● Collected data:
Content starts
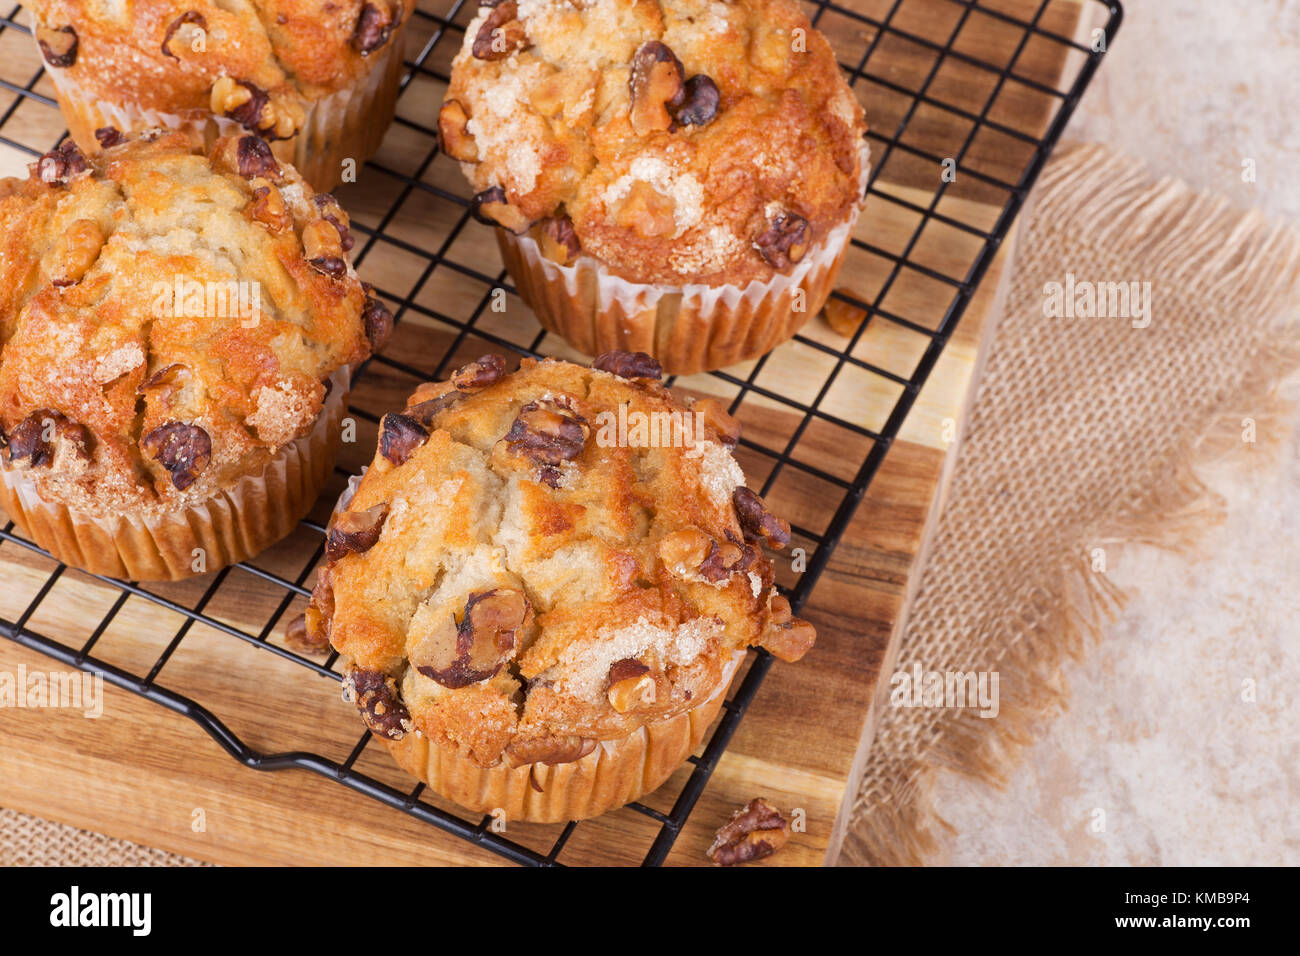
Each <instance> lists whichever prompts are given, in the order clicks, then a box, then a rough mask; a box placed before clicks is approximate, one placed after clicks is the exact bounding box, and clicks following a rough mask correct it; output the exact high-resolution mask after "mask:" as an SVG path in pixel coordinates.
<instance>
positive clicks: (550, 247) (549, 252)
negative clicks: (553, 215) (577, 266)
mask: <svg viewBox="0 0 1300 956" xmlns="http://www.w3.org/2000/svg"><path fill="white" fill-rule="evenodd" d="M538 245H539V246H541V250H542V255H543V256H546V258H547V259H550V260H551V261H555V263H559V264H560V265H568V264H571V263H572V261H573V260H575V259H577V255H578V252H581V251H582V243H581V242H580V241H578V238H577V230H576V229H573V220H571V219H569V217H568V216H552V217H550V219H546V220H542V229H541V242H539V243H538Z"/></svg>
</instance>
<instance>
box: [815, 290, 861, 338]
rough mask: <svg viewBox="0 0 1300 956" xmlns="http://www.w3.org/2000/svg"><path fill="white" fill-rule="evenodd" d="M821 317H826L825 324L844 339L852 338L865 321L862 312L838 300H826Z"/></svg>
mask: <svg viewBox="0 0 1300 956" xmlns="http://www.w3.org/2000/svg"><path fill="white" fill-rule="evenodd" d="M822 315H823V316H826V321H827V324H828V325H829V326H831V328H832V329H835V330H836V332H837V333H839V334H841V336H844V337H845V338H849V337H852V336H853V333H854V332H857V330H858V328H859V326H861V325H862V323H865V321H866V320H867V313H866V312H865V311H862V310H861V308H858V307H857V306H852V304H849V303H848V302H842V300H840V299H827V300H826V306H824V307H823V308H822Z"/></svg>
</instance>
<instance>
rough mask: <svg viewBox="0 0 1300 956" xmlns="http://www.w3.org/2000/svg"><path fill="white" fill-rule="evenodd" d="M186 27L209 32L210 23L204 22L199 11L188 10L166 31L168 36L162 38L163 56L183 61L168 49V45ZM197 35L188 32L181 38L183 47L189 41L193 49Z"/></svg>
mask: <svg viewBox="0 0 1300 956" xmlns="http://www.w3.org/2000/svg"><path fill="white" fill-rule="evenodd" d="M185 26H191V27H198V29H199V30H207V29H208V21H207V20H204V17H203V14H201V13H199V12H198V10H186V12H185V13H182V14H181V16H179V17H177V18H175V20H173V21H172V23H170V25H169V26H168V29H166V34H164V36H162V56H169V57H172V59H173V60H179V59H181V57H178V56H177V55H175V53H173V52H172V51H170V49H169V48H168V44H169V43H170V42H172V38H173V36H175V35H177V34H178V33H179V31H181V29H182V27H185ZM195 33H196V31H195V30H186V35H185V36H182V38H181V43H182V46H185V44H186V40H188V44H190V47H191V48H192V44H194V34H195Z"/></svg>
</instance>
Content ends
● Try it: Set down, exactly as they appear above, all lines from the one that has "positive clicks: (550, 247) (549, 252)" down to the one that has "box: [815, 290, 861, 338]", including those two and no others.

● Output for this exercise:
positive clicks: (550, 247) (549, 252)
negative clicks: (553, 215) (577, 266)
mask: <svg viewBox="0 0 1300 956" xmlns="http://www.w3.org/2000/svg"><path fill="white" fill-rule="evenodd" d="M538 245H539V246H541V250H542V255H543V256H546V258H547V259H550V260H551V261H555V263H559V264H560V265H568V264H571V263H572V261H573V260H575V259H577V255H578V252H581V251H582V243H581V242H580V241H578V238H577V230H576V229H573V220H571V219H569V217H568V216H552V217H550V219H546V220H542V229H541V242H539V243H538Z"/></svg>
</instance>
<instance>
box: [815, 290, 861, 338]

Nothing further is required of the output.